(Data extracted from a collection)

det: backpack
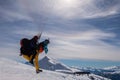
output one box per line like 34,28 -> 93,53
20,38 -> 31,55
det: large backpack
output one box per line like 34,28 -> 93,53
20,38 -> 31,55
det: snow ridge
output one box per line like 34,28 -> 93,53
0,58 -> 109,80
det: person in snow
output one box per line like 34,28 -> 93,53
20,35 -> 50,73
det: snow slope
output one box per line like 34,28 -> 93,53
0,58 -> 108,80
39,56 -> 71,71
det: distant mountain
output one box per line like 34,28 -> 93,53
80,66 -> 120,80
39,56 -> 71,71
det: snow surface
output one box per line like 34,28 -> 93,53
0,58 -> 109,80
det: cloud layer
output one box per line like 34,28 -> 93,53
0,0 -> 120,61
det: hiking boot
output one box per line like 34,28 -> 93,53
29,60 -> 34,65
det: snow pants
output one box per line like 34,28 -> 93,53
22,51 -> 39,70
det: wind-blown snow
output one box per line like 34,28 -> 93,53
0,58 -> 108,80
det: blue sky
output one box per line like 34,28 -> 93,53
0,0 -> 120,68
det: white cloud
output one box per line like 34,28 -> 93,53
44,29 -> 120,61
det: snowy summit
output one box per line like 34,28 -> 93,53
0,57 -> 109,80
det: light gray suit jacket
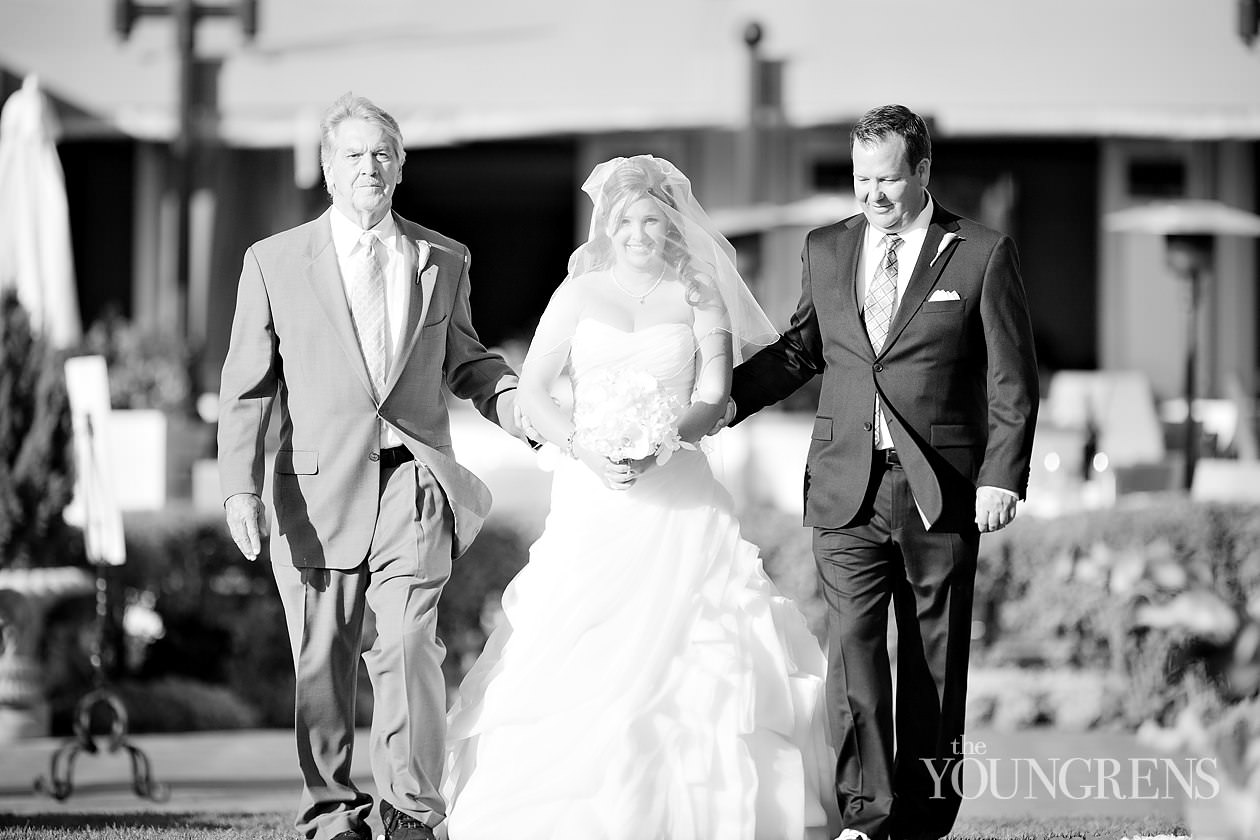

- [Written instruction]:
Repeat the records between the lines holding "det: snow slope" and "29,60 -> 34,65", inclusive, adding 66 to every bounding-box coordinate in the answers.

- [Output for this exercise]:
det: snow slope
output one box per line like 34,28 -> 93,53
66,124 -> 174,146
105,122 -> 137,137
det: distant mountain
output one box per line like 34,28 -> 93,53
146,132 -> 186,146
105,122 -> 137,137
det: snow surface
output one box per line like 34,28 -> 93,53
66,124 -> 175,146
det: cloud layer
output one box per line like 34,28 -> 93,53
66,66 -> 186,127
det: hiking boot
output one box per line like 34,28 -> 93,53
95,126 -> 100,131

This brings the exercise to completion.